WHAT IS BEING ASKED: The line containing "the white volkswagen" and every line after it, through the end of the records below: repeat them exactly, nothing more.

RECORDS FOR THE EXERCISE:

========================================

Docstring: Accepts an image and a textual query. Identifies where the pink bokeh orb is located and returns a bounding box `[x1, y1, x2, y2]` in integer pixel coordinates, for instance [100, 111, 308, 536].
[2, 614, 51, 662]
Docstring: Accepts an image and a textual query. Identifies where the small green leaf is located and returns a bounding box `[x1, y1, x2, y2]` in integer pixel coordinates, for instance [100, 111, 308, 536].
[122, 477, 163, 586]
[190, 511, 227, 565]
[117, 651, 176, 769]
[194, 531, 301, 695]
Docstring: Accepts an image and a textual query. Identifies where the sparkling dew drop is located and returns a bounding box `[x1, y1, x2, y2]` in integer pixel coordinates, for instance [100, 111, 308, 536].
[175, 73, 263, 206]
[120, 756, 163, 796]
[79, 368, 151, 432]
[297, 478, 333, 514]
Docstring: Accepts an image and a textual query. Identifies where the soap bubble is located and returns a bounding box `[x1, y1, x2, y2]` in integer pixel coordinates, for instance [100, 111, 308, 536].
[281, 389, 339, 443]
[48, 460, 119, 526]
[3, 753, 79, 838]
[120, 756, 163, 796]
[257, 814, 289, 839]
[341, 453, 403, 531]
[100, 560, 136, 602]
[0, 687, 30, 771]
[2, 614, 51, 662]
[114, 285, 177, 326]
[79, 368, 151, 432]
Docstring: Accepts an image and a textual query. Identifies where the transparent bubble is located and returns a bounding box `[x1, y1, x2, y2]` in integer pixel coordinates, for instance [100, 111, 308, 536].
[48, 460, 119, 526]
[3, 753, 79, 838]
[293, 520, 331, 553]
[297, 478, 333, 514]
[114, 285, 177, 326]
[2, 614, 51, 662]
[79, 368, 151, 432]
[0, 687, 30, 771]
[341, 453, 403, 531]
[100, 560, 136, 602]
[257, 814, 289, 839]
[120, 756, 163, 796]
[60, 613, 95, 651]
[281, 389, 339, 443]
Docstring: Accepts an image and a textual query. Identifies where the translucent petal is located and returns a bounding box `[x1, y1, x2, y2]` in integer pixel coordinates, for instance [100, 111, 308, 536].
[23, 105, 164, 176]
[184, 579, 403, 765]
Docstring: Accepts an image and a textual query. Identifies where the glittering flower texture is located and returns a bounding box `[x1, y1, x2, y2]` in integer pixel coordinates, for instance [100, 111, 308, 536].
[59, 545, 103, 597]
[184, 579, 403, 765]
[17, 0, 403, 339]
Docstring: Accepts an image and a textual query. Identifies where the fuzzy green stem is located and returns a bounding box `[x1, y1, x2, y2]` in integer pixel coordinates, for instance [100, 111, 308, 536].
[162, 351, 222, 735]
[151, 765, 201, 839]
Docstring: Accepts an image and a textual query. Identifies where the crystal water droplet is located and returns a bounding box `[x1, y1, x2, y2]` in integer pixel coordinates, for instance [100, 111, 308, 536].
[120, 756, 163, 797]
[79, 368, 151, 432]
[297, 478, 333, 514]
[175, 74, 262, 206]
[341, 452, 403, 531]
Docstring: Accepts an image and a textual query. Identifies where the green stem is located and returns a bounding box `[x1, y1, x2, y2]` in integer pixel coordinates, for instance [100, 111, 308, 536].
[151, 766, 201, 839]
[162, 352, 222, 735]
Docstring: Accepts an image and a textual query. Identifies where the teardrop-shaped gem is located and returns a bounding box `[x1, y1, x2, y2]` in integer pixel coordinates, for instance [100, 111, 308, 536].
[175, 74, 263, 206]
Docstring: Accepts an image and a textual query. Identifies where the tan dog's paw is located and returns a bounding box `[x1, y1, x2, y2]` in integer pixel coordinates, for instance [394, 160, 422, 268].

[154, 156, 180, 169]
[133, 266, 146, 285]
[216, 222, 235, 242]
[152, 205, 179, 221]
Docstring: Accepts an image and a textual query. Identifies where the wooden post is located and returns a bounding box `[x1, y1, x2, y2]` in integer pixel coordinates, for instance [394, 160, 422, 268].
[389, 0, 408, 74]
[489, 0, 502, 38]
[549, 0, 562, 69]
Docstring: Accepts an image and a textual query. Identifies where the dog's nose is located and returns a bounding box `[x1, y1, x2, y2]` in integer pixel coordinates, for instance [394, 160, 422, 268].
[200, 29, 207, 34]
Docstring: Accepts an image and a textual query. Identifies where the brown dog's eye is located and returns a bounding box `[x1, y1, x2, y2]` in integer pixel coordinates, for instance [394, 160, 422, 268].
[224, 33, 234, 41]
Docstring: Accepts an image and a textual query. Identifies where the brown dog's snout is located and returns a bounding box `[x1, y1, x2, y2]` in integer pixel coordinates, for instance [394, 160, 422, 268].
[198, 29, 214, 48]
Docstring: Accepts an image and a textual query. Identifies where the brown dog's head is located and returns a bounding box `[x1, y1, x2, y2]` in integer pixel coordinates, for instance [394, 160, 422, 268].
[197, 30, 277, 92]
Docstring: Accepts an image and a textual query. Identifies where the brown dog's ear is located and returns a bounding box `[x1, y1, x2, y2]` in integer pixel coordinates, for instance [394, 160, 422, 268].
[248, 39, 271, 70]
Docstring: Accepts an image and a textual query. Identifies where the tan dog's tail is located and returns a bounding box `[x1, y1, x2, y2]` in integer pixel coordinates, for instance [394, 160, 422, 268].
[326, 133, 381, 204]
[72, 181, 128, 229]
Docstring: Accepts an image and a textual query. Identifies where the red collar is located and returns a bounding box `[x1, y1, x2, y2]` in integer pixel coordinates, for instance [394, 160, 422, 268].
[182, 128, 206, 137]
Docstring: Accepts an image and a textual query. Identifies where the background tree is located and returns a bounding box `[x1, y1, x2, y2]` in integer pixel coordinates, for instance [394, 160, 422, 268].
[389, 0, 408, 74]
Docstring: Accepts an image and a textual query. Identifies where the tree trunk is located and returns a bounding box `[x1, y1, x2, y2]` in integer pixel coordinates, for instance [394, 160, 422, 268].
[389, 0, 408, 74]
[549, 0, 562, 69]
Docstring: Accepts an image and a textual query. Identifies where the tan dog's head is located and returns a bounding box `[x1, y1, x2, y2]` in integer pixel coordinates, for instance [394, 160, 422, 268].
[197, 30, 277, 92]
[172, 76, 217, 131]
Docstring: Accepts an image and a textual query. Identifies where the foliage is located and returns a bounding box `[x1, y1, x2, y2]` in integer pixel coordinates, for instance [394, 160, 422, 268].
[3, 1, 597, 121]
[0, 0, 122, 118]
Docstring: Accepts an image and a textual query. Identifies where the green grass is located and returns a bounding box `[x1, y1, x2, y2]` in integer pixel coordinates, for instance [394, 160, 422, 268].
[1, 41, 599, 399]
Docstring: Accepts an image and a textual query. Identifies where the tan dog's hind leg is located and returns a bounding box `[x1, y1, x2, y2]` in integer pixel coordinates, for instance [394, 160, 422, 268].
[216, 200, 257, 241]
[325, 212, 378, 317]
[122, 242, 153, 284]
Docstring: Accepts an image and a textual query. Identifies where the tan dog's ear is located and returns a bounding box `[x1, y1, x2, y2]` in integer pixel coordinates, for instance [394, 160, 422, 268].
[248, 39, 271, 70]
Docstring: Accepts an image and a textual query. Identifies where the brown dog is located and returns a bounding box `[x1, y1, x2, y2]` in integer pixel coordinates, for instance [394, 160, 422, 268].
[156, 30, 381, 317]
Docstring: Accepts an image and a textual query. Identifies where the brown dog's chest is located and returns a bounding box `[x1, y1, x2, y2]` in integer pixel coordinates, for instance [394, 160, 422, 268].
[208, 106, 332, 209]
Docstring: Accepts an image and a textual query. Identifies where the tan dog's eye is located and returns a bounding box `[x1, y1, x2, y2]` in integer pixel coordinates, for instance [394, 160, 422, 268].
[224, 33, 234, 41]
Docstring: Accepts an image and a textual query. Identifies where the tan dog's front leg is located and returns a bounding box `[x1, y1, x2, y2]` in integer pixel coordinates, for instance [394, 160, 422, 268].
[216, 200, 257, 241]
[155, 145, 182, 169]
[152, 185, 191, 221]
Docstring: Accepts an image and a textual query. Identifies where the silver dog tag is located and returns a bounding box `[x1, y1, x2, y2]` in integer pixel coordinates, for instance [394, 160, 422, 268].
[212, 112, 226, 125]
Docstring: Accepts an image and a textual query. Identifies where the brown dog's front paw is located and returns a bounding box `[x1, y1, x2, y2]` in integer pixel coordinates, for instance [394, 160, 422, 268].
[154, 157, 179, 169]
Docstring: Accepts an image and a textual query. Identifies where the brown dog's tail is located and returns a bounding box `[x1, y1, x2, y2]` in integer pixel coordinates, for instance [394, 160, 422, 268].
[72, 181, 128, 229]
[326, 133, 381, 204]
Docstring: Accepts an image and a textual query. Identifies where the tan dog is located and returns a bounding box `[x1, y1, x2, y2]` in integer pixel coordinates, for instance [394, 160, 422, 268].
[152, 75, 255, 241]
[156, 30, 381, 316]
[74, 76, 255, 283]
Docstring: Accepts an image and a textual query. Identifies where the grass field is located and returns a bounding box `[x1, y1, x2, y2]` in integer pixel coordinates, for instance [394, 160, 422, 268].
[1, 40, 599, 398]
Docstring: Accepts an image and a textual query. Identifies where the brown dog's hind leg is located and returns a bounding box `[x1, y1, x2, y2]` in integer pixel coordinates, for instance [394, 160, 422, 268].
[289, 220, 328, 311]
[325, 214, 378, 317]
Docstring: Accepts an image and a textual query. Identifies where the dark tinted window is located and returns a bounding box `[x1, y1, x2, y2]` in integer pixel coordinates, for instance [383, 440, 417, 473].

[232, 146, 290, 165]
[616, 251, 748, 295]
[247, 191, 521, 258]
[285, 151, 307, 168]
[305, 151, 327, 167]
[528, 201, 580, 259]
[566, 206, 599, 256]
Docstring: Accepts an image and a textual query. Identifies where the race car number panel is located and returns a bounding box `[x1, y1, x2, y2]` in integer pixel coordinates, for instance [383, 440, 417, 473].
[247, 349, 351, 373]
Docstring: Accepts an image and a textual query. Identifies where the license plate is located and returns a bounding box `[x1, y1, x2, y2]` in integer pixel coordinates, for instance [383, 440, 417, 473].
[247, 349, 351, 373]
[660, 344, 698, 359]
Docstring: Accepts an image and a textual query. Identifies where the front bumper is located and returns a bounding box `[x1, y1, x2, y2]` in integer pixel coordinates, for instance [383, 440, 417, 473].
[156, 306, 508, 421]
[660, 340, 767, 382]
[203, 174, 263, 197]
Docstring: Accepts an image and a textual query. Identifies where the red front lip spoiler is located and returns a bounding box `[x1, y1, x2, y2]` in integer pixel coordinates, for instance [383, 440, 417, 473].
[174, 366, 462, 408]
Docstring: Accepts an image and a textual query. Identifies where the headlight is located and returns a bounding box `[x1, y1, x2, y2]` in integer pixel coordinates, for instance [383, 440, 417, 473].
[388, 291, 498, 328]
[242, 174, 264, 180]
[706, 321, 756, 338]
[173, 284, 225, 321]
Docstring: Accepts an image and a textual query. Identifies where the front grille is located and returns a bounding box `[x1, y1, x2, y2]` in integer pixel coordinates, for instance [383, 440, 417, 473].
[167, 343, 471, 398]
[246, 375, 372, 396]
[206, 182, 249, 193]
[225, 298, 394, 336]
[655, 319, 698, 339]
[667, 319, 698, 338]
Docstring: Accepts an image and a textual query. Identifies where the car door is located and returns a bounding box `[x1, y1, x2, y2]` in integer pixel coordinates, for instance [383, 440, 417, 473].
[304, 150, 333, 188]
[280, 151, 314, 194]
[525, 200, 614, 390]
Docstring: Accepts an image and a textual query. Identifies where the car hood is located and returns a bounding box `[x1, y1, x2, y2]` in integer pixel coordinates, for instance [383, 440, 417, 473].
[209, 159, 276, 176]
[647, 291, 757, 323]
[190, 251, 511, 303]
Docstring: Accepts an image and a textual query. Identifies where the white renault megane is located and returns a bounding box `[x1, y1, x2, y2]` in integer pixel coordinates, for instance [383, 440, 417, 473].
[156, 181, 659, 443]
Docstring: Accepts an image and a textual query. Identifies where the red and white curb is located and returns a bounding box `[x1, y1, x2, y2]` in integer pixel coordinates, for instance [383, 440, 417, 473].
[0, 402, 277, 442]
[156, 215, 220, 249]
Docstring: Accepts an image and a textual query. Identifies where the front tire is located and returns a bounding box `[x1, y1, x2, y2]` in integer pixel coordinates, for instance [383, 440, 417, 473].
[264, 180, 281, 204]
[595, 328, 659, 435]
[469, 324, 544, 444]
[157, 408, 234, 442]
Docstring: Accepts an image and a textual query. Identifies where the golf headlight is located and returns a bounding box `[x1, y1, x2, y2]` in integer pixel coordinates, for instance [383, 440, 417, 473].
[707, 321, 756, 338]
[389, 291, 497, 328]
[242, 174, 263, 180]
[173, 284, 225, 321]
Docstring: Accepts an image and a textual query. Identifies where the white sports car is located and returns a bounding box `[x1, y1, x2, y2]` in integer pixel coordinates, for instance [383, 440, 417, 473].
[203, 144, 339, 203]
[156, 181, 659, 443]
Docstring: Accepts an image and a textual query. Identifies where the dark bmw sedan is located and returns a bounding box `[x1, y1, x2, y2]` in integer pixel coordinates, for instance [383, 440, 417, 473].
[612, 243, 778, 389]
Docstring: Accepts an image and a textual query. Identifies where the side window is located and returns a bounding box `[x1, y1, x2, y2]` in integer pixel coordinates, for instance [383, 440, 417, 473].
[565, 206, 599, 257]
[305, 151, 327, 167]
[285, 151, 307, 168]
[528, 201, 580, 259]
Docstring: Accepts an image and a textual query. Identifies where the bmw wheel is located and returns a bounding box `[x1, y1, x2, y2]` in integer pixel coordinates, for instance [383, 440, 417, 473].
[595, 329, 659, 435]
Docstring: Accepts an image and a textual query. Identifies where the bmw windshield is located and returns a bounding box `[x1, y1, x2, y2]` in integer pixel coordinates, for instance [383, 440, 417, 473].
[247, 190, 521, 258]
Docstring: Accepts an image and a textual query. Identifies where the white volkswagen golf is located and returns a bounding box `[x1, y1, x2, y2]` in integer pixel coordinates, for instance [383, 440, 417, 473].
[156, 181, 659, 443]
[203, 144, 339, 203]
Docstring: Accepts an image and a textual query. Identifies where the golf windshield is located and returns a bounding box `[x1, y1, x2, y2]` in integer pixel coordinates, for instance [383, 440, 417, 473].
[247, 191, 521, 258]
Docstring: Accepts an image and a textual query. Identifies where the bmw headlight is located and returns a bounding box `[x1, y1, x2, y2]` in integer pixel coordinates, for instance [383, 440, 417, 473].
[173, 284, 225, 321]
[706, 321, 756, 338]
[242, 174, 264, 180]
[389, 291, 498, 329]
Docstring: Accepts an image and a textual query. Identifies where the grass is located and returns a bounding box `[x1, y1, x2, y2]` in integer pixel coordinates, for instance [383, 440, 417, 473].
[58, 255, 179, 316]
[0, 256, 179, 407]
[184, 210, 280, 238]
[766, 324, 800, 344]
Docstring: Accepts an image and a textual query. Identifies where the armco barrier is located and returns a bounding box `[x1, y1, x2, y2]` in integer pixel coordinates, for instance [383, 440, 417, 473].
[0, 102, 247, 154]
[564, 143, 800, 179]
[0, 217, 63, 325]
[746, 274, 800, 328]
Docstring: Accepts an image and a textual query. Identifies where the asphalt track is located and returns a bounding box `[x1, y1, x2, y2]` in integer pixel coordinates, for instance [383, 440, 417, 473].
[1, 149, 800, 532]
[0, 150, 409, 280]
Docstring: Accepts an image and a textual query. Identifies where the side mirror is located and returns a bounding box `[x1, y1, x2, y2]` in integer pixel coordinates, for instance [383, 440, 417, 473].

========================================

OUTPUT FOR THIS TASK:
Docstring: Accepts an image and a textual query. Identifies where the white volkswagen golf is located and returns a bounding box `[x1, y1, x2, y2]` in integer pixel coordinates, for instance [383, 440, 417, 473].
[156, 181, 659, 443]
[203, 144, 339, 203]
Docstring: Accepts an image and a textual query. Identifies where the golf windshield is located and returns a bounding box `[x1, y1, x2, y2]` in integer pixel coordinates, for instance [383, 440, 417, 473].
[247, 191, 521, 258]
Docstring: Accepts an image and a textual query. Identifies where the bmw headlight is located and returns a bounding box `[x1, y1, x2, y2]` in integer pixel coordinates, for instance [383, 440, 417, 473].
[173, 284, 225, 321]
[706, 321, 756, 338]
[242, 174, 264, 180]
[389, 291, 498, 329]
Docstring: Accepts an image and a textual query. Identifies where the grass is located and returns a bounding box `[x1, y1, x2, y2]` in integer pixel coordinates, for instance [383, 440, 417, 473].
[58, 255, 179, 316]
[0, 256, 179, 407]
[184, 210, 280, 238]
[766, 324, 800, 344]
Docstring: Accepts an image and a textual query. Identifies where the armco barrier is located and returns a bounding box `[x1, y1, x2, y2]` in integer pixel coordinates, for instance [383, 440, 417, 473].
[0, 102, 247, 154]
[564, 143, 800, 179]
[0, 217, 63, 325]
[746, 274, 800, 328]
Docstring: Accepts an image and a textual query. Identifies where the asphalt track is located and returns a bounding box `[x1, y1, x2, y2]` in integer pixel coordinates, for instance [383, 440, 417, 473].
[1, 149, 800, 532]
[0, 150, 409, 280]
Docstring: Accepts an image and a textual query. Identifies where the side mirror is located and returns a bounding box `[x1, y1, x2, y2]` in integer pixel coordinates, for instance [383, 440, 417, 473].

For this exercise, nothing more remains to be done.